● Given problem
Transcribe the listing word for word.
--- Start of Listed entries ---
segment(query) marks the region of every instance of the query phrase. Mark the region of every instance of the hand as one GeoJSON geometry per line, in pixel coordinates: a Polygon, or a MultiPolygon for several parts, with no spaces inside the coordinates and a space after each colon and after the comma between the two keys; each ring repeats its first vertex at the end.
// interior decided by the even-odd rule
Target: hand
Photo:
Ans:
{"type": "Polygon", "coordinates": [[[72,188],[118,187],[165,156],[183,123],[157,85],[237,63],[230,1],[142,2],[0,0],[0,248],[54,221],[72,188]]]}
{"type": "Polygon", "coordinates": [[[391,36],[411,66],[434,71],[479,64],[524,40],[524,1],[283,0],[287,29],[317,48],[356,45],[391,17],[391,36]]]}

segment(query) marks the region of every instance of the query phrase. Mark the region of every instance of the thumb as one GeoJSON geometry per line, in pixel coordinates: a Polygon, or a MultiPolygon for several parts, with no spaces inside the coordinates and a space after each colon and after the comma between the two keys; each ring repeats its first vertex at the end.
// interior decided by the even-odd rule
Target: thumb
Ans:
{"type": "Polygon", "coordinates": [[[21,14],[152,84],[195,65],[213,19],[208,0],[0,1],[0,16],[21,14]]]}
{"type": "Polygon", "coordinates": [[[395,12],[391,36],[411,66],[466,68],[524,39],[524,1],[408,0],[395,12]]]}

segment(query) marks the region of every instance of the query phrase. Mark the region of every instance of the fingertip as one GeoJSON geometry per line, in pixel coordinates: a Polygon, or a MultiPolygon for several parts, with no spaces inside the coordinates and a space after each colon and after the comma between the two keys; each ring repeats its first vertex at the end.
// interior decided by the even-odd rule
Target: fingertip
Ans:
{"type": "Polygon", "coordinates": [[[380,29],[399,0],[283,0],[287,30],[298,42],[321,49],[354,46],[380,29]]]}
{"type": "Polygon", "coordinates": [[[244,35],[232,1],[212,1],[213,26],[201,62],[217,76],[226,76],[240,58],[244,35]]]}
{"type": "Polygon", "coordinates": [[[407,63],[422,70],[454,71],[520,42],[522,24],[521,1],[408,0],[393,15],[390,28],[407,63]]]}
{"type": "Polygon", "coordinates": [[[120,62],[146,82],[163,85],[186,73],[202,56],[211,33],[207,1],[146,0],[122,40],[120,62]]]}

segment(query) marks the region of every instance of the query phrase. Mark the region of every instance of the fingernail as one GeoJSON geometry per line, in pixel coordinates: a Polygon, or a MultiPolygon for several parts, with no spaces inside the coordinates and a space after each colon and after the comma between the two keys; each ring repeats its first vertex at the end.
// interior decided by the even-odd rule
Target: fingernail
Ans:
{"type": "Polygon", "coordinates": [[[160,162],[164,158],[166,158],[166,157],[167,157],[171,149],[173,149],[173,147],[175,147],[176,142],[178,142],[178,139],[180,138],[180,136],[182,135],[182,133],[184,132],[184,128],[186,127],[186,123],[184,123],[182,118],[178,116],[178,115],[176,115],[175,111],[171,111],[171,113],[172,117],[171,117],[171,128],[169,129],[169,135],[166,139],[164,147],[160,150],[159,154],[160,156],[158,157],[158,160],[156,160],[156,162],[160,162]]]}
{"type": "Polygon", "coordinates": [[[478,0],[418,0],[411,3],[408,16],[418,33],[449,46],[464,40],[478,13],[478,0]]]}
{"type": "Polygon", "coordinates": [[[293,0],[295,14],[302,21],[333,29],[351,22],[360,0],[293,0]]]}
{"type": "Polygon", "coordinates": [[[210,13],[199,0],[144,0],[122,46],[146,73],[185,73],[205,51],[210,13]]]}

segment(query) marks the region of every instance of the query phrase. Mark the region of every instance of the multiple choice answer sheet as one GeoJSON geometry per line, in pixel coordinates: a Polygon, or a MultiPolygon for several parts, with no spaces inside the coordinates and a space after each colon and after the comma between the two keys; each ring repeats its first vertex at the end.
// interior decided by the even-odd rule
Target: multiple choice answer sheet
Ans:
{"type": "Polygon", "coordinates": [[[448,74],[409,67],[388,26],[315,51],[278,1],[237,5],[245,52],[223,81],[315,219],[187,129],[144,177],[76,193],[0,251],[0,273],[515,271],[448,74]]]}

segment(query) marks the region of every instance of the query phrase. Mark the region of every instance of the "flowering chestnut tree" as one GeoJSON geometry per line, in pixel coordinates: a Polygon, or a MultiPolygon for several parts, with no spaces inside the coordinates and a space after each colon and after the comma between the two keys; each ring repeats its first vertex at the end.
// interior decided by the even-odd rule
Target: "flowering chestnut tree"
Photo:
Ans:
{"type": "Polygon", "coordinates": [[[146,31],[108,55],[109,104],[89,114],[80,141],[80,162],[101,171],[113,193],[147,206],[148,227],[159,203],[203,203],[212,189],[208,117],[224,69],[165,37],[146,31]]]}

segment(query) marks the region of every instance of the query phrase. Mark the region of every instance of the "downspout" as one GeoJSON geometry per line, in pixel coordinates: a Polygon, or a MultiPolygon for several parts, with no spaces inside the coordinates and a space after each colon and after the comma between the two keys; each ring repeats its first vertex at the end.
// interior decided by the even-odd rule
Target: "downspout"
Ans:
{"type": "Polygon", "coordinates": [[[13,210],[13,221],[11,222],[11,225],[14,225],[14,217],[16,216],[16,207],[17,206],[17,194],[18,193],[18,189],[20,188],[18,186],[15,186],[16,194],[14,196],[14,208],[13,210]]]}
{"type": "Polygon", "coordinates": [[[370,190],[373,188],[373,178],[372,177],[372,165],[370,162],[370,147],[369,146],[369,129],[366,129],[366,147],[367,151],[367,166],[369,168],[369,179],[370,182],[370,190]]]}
--- End of Listed entries ---
● Written solution
segment(query) marks the region of every instance of the query phrase. Mark the region of every instance of the hand as one GeoJSON geometry per line, in pixel coordinates: a Polygon, or a MultiPolygon for several parts, with no spaces inside the coordinates and a space after each colon and after the comma between the two keys; each ring repeats its first vertex at the end.
// interior decided by the even-odd rule
Target: hand
Photo:
Ans:
{"type": "Polygon", "coordinates": [[[72,188],[118,187],[165,156],[183,123],[157,85],[237,63],[230,1],[142,2],[0,0],[0,248],[54,221],[72,188]]]}
{"type": "Polygon", "coordinates": [[[391,36],[411,66],[434,71],[479,64],[524,40],[524,1],[283,0],[287,29],[317,48],[356,45],[391,17],[391,36]]]}

segment(query) marks the region of every instance of the query phrase. Mark the region of every instance of the thumb as one GeoJSON geometry per line, in pixel coordinates: a Polygon, or a MultiPolygon for several parts, with no spaces inside the coordinates and a space after each colon and after the comma between the two keys; each ring repeats its first vertex at the end.
// interior decided by the even-odd rule
Target: thumb
Ans:
{"type": "Polygon", "coordinates": [[[21,14],[152,84],[195,65],[213,19],[208,0],[0,1],[0,16],[21,14]]]}
{"type": "Polygon", "coordinates": [[[395,12],[391,36],[411,66],[466,68],[524,39],[524,1],[408,0],[395,12]]]}

segment(query) marks the region of every instance of the query phrase. Mark the region of every instance of the fingertip as one GeoJSON geometry per line, in pixel coordinates: a Polygon, or a MultiPolygon for several parts, with no spaces inside the coordinates and a space after each colon and after the comma between the two keys; each ring repeats its first vertex at the end.
// interior decided by the even-odd rule
Target: fingertip
Ans:
{"type": "Polygon", "coordinates": [[[380,29],[399,0],[283,0],[287,30],[298,42],[321,49],[354,46],[380,29]]]}
{"type": "Polygon", "coordinates": [[[244,35],[232,1],[212,1],[213,26],[201,62],[217,76],[226,76],[240,58],[244,35]]]}
{"type": "Polygon", "coordinates": [[[407,63],[422,70],[454,71],[520,42],[522,24],[521,1],[408,0],[393,15],[390,28],[407,63]]]}
{"type": "Polygon", "coordinates": [[[120,62],[146,82],[163,85],[186,73],[202,56],[211,33],[207,1],[146,0],[122,40],[120,62]]]}

segment(query) marks the region of every instance of the query phrase. Mark the region of every instance of the fingernail as one GeoJSON geometry per line, in pixel coordinates: a Polygon, or a MultiPolygon for several parts, with no spaces inside the coordinates and a space after each colon and after the comma between the two keys; each ring repeats its first vertex at the end.
// interior decided by the even-odd rule
Target: fingernail
Ans:
{"type": "Polygon", "coordinates": [[[160,162],[164,158],[166,158],[166,157],[167,157],[171,149],[173,149],[173,147],[175,147],[176,142],[178,142],[178,139],[180,138],[180,136],[182,135],[182,133],[184,132],[184,128],[186,127],[186,123],[184,123],[182,118],[178,116],[178,115],[176,115],[175,111],[171,111],[171,113],[172,117],[171,117],[171,128],[169,129],[169,135],[166,139],[164,147],[160,150],[159,154],[160,156],[158,157],[158,160],[156,160],[156,162],[160,162]]]}
{"type": "Polygon", "coordinates": [[[478,0],[418,0],[411,3],[408,16],[418,33],[449,46],[464,40],[478,13],[478,0]]]}
{"type": "Polygon", "coordinates": [[[293,0],[295,14],[302,21],[333,29],[351,22],[360,0],[293,0]]]}
{"type": "Polygon", "coordinates": [[[210,13],[199,0],[144,0],[122,46],[146,73],[185,73],[205,51],[210,13]]]}

segment(query) marks the region of every instance of the query phrase. Mark the region of every instance of the multiple choice answer sheet as one GeoJSON geometry per line, in pixel coordinates: a Polygon, or a MultiPolygon for several parts, with no spaces inside the coordinates and a space after each colon and after the comma between the two keys; each ring repeats its first vertex at the end.
// interior decided by the even-odd rule
Target: multiple choice answer sheet
Ans:
{"type": "Polygon", "coordinates": [[[448,74],[409,67],[388,26],[315,51],[278,1],[237,5],[245,52],[223,81],[315,219],[187,129],[144,177],[76,193],[0,251],[0,273],[515,271],[448,74]]]}

segment(query) marks the region of every instance of the query phrase. Mark the region of every instance of the "flowering chestnut tree" as one GeoJSON geometry per line, in pixel coordinates: a Polygon, or a MultiPolygon for several parts, with no spaces inside the coordinates and a space after each colon and after the comma between the two keys; each ring repeats its first vertex at the end.
// interior decided by the even-odd rule
Target: "flowering chestnut tree"
Photo:
Ans:
{"type": "Polygon", "coordinates": [[[146,31],[108,55],[109,104],[89,114],[80,141],[80,162],[101,171],[113,193],[147,206],[148,227],[159,203],[203,203],[212,189],[208,117],[224,69],[165,37],[146,31]]]}

segment(query) marks the region of every instance of the query phrase. Mark the region of every instance of the "downspout" as one GeoJSON geometry per line, in pixel coordinates: a Polygon, or a MultiPolygon for several parts, with no spaces inside the coordinates and a space after each colon and after the comma between the two keys; each ring repeats its first vertex at the end.
// interior decided by the even-odd rule
Target: "downspout"
Ans:
{"type": "Polygon", "coordinates": [[[13,210],[13,221],[11,222],[11,225],[14,225],[14,217],[16,216],[16,207],[17,206],[17,194],[18,193],[18,189],[20,188],[18,186],[15,186],[16,194],[14,196],[14,208],[13,210]]]}
{"type": "Polygon", "coordinates": [[[370,190],[373,188],[373,178],[372,177],[372,165],[370,162],[370,147],[369,146],[369,129],[366,129],[366,147],[367,151],[367,166],[369,168],[369,179],[370,182],[370,190]]]}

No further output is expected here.